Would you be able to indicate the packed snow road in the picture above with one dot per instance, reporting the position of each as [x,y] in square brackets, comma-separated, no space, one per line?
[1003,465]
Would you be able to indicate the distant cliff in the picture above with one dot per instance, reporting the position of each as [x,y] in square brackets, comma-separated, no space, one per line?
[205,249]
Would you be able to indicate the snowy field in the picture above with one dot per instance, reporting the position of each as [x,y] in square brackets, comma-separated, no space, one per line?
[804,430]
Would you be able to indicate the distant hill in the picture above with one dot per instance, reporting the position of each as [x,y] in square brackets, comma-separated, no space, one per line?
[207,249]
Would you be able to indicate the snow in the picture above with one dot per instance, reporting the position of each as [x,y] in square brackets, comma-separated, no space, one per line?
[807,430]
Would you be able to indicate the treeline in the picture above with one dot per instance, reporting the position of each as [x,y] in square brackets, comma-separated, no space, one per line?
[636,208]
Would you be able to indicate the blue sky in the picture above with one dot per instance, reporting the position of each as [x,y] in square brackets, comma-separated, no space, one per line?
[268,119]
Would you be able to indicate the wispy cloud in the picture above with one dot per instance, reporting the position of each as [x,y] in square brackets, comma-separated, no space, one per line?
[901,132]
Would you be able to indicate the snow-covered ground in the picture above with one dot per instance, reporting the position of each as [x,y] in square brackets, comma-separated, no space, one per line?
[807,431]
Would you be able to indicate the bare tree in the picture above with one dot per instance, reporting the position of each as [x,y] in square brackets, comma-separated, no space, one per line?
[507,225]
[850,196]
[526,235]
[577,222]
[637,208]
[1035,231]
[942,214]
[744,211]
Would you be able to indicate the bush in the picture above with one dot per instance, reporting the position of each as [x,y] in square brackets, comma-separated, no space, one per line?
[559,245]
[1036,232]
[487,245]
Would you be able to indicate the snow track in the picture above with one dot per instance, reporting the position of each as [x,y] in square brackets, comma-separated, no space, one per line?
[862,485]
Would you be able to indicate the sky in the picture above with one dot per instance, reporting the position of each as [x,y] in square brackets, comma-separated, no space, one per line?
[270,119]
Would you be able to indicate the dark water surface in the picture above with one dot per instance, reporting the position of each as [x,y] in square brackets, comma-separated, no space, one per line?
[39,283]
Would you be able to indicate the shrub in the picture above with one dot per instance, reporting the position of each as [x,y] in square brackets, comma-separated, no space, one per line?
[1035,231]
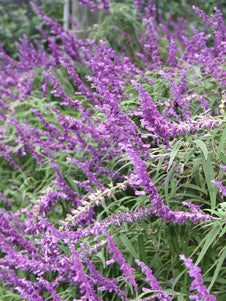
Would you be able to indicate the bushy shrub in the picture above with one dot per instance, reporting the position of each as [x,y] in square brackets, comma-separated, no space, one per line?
[113,162]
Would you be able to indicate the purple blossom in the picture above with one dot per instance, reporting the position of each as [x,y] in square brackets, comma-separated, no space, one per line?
[153,282]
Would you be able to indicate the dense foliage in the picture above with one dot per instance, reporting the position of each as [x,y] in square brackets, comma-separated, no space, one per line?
[113,159]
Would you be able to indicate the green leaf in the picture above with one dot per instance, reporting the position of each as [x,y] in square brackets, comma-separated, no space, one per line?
[202,146]
[208,241]
[143,255]
[126,242]
[174,152]
[217,270]
[222,142]
[209,175]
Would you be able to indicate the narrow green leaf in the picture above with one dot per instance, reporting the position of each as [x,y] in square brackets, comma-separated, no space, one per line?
[174,152]
[208,241]
[143,255]
[202,146]
[209,175]
[217,270]
[126,242]
[222,142]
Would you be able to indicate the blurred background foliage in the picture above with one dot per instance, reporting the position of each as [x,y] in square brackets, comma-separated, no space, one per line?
[17,17]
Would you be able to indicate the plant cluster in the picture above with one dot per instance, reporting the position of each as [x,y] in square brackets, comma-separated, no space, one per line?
[113,161]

PROBLEM DESCRIPTION:
Print nothing but the lines from the line with "Would you be able to indicate the narrow" to the last line of the records above. Both of those lines count.

RESULT FOR THIS EXERCISE:
Would you be able to indicate the narrow green leaf in the picture above with one dot per instance, reporting the position of each as [x,y] in square brackets, comma-separated, no space, one per line?
[174,152]
[208,241]
[143,255]
[202,146]
[209,175]
[217,270]
[126,242]
[222,142]
Would you be able to indicate the blurred background foliage in the picture above with one dot per instance, reporting the position of each as [x,y] in square brackets, comma-separated, no space, one per line?
[17,17]
Would you be able to indicate the plant cluster in the picture above with one dot per instance, reporting the position of each as [x,y] in square brackets, comma-separated, no space, one per line?
[113,161]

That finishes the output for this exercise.